**WHAT NEEDS TO BE DONE:**
Arrange everything in the records below, from the line that contains "Practice step: put one dot on the table" down to the end of the records, as a JSON list of strings with one string per line. Skip blank lines and leave the pictures out.

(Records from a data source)

>> START

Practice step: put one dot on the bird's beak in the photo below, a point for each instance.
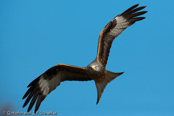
(93, 67)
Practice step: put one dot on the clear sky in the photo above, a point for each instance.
(38, 34)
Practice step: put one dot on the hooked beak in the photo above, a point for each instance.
(93, 67)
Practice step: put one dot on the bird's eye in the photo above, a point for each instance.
(94, 68)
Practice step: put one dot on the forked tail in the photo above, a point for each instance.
(101, 84)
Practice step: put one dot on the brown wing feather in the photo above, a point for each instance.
(114, 28)
(48, 81)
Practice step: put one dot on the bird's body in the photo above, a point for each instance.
(49, 80)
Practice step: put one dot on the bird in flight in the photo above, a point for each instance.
(50, 79)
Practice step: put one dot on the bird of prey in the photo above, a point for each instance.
(49, 80)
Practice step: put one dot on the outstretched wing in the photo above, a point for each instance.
(48, 81)
(114, 28)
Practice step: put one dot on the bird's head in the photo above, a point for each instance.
(94, 67)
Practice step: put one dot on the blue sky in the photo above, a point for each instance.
(38, 34)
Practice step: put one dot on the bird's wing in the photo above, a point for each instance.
(48, 81)
(114, 28)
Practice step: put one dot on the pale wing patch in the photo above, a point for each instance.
(122, 24)
(47, 86)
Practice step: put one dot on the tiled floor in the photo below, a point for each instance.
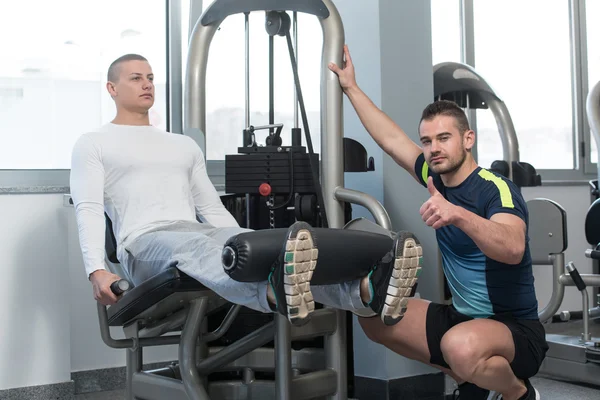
(549, 390)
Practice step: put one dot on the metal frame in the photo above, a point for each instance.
(566, 357)
(584, 168)
(332, 174)
(303, 369)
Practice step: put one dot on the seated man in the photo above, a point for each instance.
(154, 187)
(491, 336)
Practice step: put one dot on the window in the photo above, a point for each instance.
(225, 91)
(528, 65)
(593, 55)
(445, 31)
(52, 87)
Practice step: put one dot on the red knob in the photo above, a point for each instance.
(264, 189)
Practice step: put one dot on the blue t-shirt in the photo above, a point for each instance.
(481, 286)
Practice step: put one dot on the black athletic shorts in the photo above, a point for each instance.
(529, 338)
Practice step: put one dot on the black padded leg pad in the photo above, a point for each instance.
(344, 255)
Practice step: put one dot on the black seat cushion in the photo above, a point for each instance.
(592, 223)
(147, 294)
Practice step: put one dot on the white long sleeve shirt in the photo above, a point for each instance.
(144, 178)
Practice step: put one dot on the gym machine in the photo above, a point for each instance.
(462, 84)
(255, 359)
(573, 355)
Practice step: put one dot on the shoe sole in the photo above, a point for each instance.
(300, 261)
(408, 255)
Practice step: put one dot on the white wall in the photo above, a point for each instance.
(34, 292)
(49, 323)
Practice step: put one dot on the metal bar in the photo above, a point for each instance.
(508, 135)
(174, 68)
(295, 33)
(247, 63)
(467, 51)
(171, 323)
(261, 127)
(262, 359)
(133, 365)
(588, 279)
(168, 372)
(369, 202)
(241, 347)
(155, 387)
(225, 325)
(558, 289)
(191, 378)
(322, 322)
(271, 82)
(195, 88)
(283, 359)
(332, 171)
(585, 337)
(576, 79)
(314, 384)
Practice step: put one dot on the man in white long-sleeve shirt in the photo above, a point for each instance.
(154, 187)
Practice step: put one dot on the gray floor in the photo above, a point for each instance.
(549, 390)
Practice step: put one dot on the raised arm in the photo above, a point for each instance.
(386, 133)
(207, 201)
(87, 192)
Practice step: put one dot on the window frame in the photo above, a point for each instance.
(585, 169)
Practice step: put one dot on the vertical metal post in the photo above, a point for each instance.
(247, 107)
(467, 50)
(247, 63)
(332, 172)
(283, 358)
(133, 364)
(295, 33)
(192, 381)
(174, 68)
(271, 83)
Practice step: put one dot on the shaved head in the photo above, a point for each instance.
(113, 70)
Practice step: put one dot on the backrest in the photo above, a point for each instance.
(110, 243)
(547, 230)
(592, 223)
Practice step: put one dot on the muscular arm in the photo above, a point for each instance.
(501, 238)
(386, 133)
(87, 192)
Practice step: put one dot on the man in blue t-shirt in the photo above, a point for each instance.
(490, 338)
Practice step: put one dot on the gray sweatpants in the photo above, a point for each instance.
(195, 249)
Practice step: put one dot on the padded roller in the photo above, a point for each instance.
(344, 255)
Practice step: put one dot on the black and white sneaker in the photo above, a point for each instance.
(394, 279)
(291, 274)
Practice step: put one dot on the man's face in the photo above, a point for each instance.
(134, 89)
(444, 147)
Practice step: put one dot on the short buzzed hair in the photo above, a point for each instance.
(447, 108)
(113, 70)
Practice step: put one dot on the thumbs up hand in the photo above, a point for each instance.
(437, 211)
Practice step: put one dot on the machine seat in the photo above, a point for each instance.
(156, 297)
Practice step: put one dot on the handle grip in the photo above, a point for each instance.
(593, 254)
(120, 286)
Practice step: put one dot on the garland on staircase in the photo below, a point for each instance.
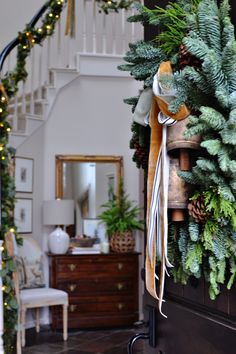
(198, 38)
(8, 87)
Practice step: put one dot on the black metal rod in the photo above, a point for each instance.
(133, 340)
(10, 46)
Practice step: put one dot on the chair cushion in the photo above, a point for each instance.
(33, 273)
(30, 272)
(43, 297)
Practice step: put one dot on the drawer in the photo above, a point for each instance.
(121, 305)
(98, 286)
(90, 321)
(92, 268)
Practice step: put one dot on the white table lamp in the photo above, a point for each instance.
(58, 212)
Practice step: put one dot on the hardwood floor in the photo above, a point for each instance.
(84, 342)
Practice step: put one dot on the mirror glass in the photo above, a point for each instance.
(90, 181)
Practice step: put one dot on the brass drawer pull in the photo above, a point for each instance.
(120, 306)
(72, 287)
(71, 266)
(72, 308)
(120, 266)
(120, 286)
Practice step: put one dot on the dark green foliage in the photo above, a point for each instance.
(120, 214)
(143, 60)
(208, 88)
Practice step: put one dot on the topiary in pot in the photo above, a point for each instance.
(121, 219)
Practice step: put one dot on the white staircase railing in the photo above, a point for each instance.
(96, 34)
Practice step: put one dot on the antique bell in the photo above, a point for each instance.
(179, 151)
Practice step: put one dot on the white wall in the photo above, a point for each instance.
(88, 118)
(14, 15)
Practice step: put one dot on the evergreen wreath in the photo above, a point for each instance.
(203, 56)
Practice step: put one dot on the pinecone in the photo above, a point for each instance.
(197, 209)
(185, 58)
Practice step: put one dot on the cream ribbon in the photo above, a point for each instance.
(157, 208)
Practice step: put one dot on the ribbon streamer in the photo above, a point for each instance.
(157, 183)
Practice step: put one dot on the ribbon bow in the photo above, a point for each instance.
(157, 183)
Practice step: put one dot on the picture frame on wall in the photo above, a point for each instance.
(23, 215)
(24, 174)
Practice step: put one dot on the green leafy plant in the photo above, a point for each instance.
(120, 214)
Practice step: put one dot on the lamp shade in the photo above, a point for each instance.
(58, 212)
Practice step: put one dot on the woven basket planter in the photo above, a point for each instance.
(122, 242)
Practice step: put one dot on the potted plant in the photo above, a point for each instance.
(121, 219)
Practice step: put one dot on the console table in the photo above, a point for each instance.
(102, 288)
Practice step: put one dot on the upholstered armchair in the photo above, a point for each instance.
(31, 290)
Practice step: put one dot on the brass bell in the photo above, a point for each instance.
(178, 193)
(179, 149)
(176, 139)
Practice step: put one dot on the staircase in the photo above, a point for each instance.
(99, 44)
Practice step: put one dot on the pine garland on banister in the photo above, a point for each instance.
(8, 87)
(203, 57)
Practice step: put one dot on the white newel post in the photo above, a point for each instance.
(1, 304)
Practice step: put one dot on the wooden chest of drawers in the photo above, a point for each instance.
(102, 288)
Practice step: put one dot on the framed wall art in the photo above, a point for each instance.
(24, 174)
(23, 215)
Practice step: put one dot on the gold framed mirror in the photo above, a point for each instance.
(90, 180)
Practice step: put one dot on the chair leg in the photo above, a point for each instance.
(23, 313)
(65, 322)
(37, 322)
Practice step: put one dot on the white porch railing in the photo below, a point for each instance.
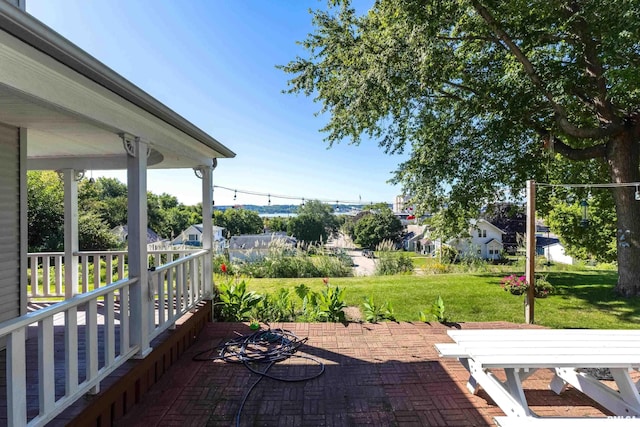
(94, 327)
(92, 266)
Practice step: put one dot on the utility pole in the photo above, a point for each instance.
(530, 271)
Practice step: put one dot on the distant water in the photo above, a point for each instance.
(273, 215)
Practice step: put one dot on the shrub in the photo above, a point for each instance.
(235, 302)
(517, 285)
(325, 306)
(278, 308)
(392, 262)
(374, 313)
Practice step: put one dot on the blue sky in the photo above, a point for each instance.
(213, 62)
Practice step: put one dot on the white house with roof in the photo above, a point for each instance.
(484, 240)
(256, 246)
(192, 236)
(154, 242)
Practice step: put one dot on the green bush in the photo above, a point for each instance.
(287, 263)
(374, 313)
(392, 262)
(235, 302)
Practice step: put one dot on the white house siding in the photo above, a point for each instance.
(555, 253)
(9, 222)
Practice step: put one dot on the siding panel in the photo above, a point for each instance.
(9, 222)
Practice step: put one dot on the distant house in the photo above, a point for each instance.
(553, 250)
(253, 246)
(192, 236)
(412, 240)
(154, 242)
(484, 241)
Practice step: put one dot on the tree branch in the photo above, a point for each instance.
(560, 113)
(556, 145)
(593, 66)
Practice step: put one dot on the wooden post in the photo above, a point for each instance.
(139, 294)
(530, 272)
(71, 246)
(207, 229)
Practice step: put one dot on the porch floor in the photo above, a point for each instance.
(386, 374)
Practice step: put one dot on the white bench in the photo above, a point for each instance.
(565, 422)
(520, 352)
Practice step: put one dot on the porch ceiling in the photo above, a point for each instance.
(74, 108)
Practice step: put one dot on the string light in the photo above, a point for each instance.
(286, 197)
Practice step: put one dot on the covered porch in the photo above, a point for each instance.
(62, 110)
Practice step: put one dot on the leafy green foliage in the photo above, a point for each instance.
(325, 306)
(483, 95)
(374, 313)
(436, 312)
(583, 296)
(371, 230)
(390, 261)
(330, 304)
(45, 211)
(283, 262)
(276, 308)
(102, 205)
(238, 221)
(235, 302)
(307, 229)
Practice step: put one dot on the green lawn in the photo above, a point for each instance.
(583, 299)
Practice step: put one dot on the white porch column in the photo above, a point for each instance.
(71, 246)
(207, 228)
(140, 305)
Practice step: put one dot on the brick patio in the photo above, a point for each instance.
(385, 374)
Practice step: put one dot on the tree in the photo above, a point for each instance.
(321, 212)
(45, 211)
(487, 95)
(373, 229)
(307, 228)
(275, 224)
(511, 219)
(94, 234)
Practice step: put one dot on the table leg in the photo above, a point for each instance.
(508, 395)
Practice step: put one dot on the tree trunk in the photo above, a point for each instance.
(624, 162)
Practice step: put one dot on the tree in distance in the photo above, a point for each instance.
(486, 95)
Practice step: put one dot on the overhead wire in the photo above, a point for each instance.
(288, 197)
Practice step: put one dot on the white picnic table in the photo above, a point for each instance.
(520, 352)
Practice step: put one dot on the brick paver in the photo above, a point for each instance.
(387, 374)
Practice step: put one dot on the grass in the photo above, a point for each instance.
(583, 299)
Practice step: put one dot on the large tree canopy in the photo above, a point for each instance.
(485, 94)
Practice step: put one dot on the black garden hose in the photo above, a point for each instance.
(261, 347)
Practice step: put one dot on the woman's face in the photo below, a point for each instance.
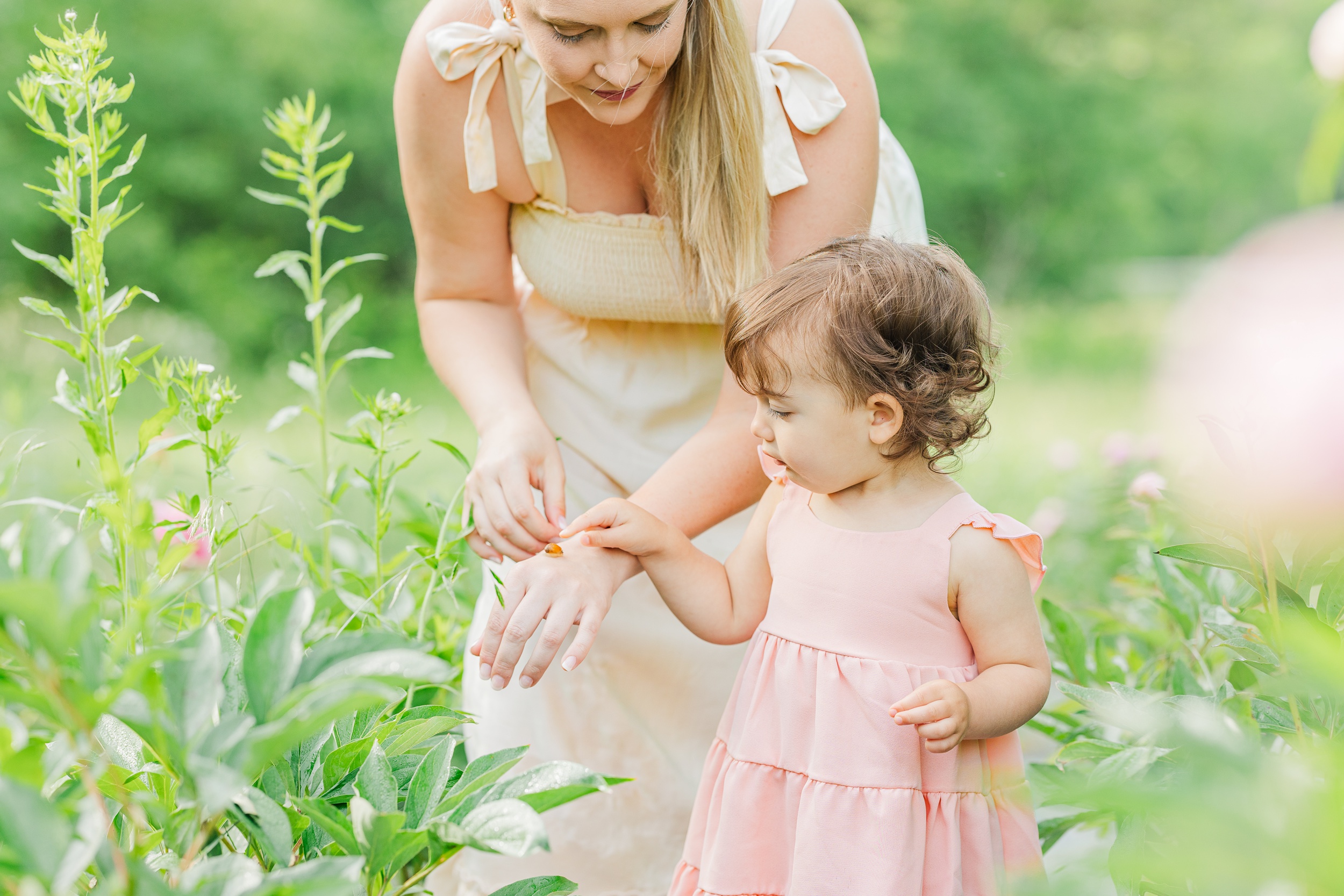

>> END

**CORRECT RESPONSE:**
[
  "Practice step: put one dot on the table leg in the photo above, a point for each instance.",
  "(508, 395)",
  "Practice step: put one dot on the tree trunk in the photo above, a point for each instance.",
  "(624, 162)",
  "Practice step: put one dot on the tree in distance in the photo above, a point for each instance.",
  "(486, 95)",
  "Practice step: put one dot on the overhead wire in the photo above, a point for each instance.",
  "(288, 197)",
  "Practice step: put one dot on the white picnic table in the photo above, a point for each instance.",
  "(520, 352)",
  "Practice step: put one dot on the brick paver in the photo above, a point for each instance.",
  "(387, 374)",
  "Practice step: put one dot on the grass in the photo above, a point for each instance.",
  "(583, 299)",
  "Practice step: put one dot on the large tree canopy in the photo above, a point for each instance.",
  "(485, 94)",
  "Practice step: put one dot on the black garden hose in the photo above, a point for each instance.",
  "(261, 347)",
  "Practice step: put one dot on the woman's face in the photo below, a point for each instance."
]